◆ THE TASK
Verbatim copy without images: return all of the data as it stands.

Natural-language object grounding data
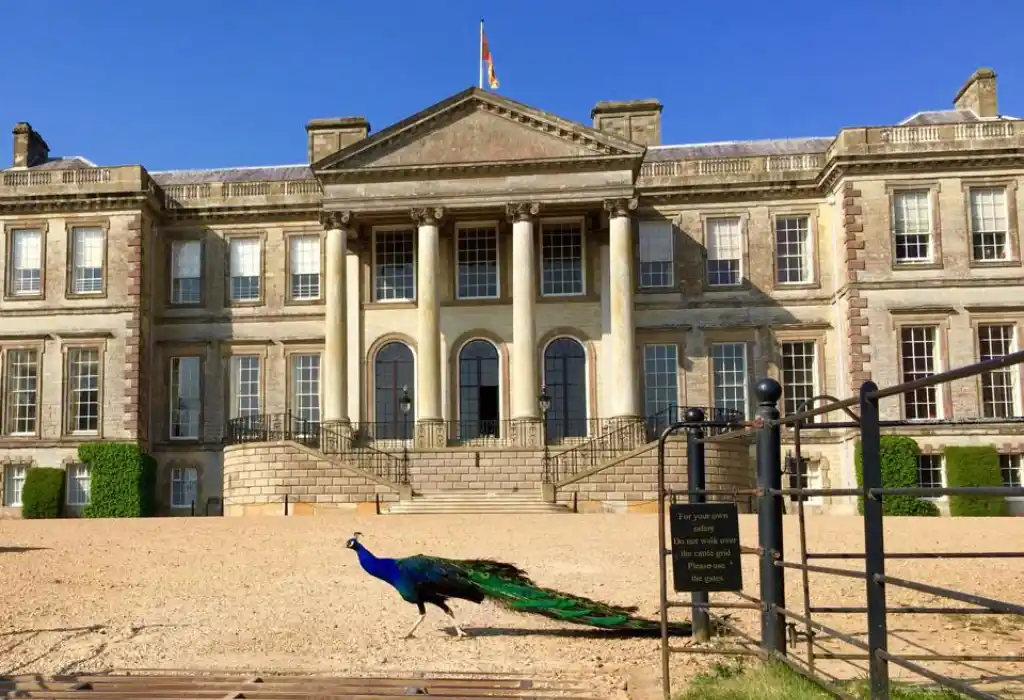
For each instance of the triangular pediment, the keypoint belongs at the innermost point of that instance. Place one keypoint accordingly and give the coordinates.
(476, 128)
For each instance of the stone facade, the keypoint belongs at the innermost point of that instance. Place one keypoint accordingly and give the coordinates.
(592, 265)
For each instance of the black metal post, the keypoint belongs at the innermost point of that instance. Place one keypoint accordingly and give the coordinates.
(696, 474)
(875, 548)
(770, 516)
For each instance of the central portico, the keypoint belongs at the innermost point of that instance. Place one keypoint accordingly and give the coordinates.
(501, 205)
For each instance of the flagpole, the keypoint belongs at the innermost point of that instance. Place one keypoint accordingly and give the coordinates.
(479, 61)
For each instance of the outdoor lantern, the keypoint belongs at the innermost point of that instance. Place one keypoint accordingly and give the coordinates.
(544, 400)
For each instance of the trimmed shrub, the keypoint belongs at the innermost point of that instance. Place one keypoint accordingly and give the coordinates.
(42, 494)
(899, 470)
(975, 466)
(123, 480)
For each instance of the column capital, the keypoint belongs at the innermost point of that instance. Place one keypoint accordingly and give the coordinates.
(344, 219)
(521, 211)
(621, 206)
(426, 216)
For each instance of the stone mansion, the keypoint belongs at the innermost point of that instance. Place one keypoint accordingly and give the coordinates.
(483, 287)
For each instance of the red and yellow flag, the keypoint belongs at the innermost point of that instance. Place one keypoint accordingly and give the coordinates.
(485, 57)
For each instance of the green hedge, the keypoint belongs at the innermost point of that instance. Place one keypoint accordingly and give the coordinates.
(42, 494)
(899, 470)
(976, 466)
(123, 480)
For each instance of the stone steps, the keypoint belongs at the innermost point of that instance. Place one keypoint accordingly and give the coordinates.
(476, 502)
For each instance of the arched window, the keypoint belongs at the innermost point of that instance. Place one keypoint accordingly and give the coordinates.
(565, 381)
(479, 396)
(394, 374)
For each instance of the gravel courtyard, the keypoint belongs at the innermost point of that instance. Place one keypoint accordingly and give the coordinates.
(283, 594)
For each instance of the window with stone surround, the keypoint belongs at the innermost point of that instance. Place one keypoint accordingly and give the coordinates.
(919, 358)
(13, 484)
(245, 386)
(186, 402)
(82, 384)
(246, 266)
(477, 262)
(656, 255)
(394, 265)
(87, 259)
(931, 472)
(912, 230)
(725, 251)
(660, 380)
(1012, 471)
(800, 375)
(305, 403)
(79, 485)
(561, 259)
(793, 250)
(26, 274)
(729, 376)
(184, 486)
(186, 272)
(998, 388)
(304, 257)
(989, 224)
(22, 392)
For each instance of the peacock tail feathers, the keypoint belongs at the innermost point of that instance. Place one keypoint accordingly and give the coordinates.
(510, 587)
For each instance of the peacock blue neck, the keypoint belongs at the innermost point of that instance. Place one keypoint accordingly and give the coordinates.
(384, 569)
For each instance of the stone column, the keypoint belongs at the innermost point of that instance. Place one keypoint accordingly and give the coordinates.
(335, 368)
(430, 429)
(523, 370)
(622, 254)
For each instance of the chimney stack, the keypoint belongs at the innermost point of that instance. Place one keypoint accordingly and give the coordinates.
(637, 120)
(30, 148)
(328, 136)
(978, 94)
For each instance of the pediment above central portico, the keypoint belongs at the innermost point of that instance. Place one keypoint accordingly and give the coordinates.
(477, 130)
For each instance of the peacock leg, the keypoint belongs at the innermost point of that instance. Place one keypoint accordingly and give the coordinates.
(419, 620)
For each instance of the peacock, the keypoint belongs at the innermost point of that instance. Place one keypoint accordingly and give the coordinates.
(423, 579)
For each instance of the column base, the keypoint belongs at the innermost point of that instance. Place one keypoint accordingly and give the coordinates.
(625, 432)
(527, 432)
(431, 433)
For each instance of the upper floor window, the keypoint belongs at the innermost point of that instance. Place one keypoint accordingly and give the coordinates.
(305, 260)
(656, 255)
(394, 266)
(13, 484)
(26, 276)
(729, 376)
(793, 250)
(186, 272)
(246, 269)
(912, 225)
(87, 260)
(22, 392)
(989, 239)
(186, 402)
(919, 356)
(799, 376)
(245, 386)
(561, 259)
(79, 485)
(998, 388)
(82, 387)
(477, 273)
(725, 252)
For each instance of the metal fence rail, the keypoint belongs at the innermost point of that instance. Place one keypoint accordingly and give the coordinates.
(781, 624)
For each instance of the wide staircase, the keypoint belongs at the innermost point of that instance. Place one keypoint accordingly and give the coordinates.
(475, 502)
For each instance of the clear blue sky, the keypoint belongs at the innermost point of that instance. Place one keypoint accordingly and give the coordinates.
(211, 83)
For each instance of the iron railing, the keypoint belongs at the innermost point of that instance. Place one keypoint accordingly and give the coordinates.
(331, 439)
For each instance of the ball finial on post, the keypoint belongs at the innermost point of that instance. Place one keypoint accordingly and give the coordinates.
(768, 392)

◆ SOLUTION BELOW
For each instance of the triangular pediment, the keypoint belongs at the innermost point of that instance. Place one keypoint accordingly and give the coordinates.
(476, 128)
For each instance of the stone facade, the keypoint belongs at the innermost point of that instance. Place one keypoint accordingly and give the coordinates.
(592, 265)
For each instance of the black metal post, the keypoint belongs at the innermost point of that instance. Place one keypoint accordingly and give the coordinates.
(696, 474)
(875, 548)
(770, 516)
For each instance of the central portico, the keypoint belongs at the innermost point of that instance. Place one keypoint accordingly and give the coordinates.
(501, 205)
For each instance of the flagpole, the keypoint belongs at the innermost point of that instance. Place one keypoint accordingly and give the coordinates.
(479, 61)
For each instance of the outdoor lantern, the keypoint belongs at the innermost point of that instance. Place one keypoint accordingly and give the coordinates.
(544, 400)
For each instance of the trimmed shrub, the keypoint belongs at the innermost point of that instance. Place one keypoint accordingly and give the coordinates.
(42, 494)
(899, 470)
(975, 466)
(123, 480)
For each instance of the column capital, the keypoint belongs at the innermost point of that instance. Place one keypoint accordingly and give the coordinates.
(344, 219)
(521, 211)
(621, 206)
(426, 216)
For each instance of the stone mansion, the keypoint belongs at the innermost point of that instance. Place one keypoint accordingly and give the coordinates.
(483, 287)
For each instance of the red and yellow flag, the keypoint belongs at the innermost point of that instance. Place one keypoint accordingly and give the coordinates.
(485, 57)
For each instance of the green hedge, the keypoint belongs at the innermost point of that instance. Place one keypoint accordingly and give the coordinates.
(42, 494)
(899, 470)
(976, 466)
(123, 480)
For each instance of the stone steps, the keypoint belongs at the innermost point of that instance. Place one keypoint accordingly and give the coordinates.
(476, 502)
For each instance of the arched window, the keypoint belongs at the innermost point of that instance. Place one keypoint accordingly and give the coordinates.
(565, 381)
(479, 396)
(394, 374)
For each instance of the gravel courtyard, the keypoint belongs at the innermost point of that instance. Place one keypoint accordingly and give the coordinates.
(283, 594)
For each instance of the window with stone surround, the keypoint belongs at the innermost point of that instance. Place one keypoint accordingly and give the coordinates.
(919, 358)
(13, 484)
(245, 386)
(186, 402)
(82, 384)
(246, 266)
(477, 262)
(656, 255)
(394, 265)
(87, 259)
(931, 472)
(912, 230)
(725, 251)
(660, 380)
(1012, 471)
(800, 375)
(305, 403)
(79, 485)
(561, 259)
(793, 250)
(26, 274)
(729, 376)
(184, 486)
(186, 272)
(998, 388)
(304, 257)
(989, 224)
(22, 392)
For each instance of the peacock tail feathers, the keypoint belongs at the innermost point of that instance. Place one keypoint accordingly and give the coordinates.
(510, 587)
For each instance of the peacock blue neck, the keypoint belongs at the innermost point of that instance. Place one keypoint accordingly and give the coordinates.
(384, 569)
For each instance of the stone column, the keypoint belongs at the innermost point of that instance. Place one keypoint accordingly and give the coordinates.
(335, 368)
(430, 429)
(523, 370)
(622, 254)
For each instance of the chimney stack, the keypoint belongs at the innermost point of that instance. Place one keypoint accordingly and give the coordinates.
(637, 120)
(30, 148)
(328, 136)
(978, 94)
For each instance of the pediment above central portico, the keypoint belongs at the innermost point of that instance. Place one keypoint accordingly and give the coordinates.
(477, 130)
For each instance of the peacock leg, the keypoint belongs at the innermost point of that instance. Place one keypoint accordingly and give the coordinates.
(419, 620)
For each instance of the peacock, the keypoint belongs at the innermost point of that instance. Place one keypoint accordingly and give the coordinates.
(423, 579)
For each instance of the column base, the keypoint belongs at the innermost point of that instance. Place one keypoint accordingly and give the coordinates.
(625, 432)
(527, 432)
(431, 433)
For each instance of the upper floor window, the keypoint belongs at the innermost point of that instance. Place one keypoint accordingly and give the coordinates.
(305, 260)
(656, 255)
(394, 266)
(13, 484)
(26, 276)
(729, 376)
(793, 250)
(186, 272)
(246, 269)
(912, 225)
(87, 260)
(22, 392)
(989, 239)
(186, 402)
(919, 356)
(799, 376)
(245, 386)
(561, 259)
(79, 485)
(998, 388)
(82, 387)
(477, 273)
(725, 252)
For each instance of the metal fence rail, the keypoint belongs at the innermost point of that instance. Place one keypoint accordingly and give the coordinates.
(781, 624)
For each instance of the wide staircase, the keypoint belongs at the innermost point of that instance. Place one keypoint accordingly and give the coordinates.
(475, 502)
For each instance of the clear blue sky, the keypoint belongs at the innermost point of that instance. Place one keypoint accordingly and give the coordinates.
(211, 83)
For each instance of the iron railing, the keypoint belongs at the innermost point of that instance. Place one keypoint accordingly and give the coordinates.
(331, 439)
For each instance of the ball finial on post, the keypoint belongs at the innermost point of that instance. Place one keypoint accordingly and give the coordinates.
(768, 392)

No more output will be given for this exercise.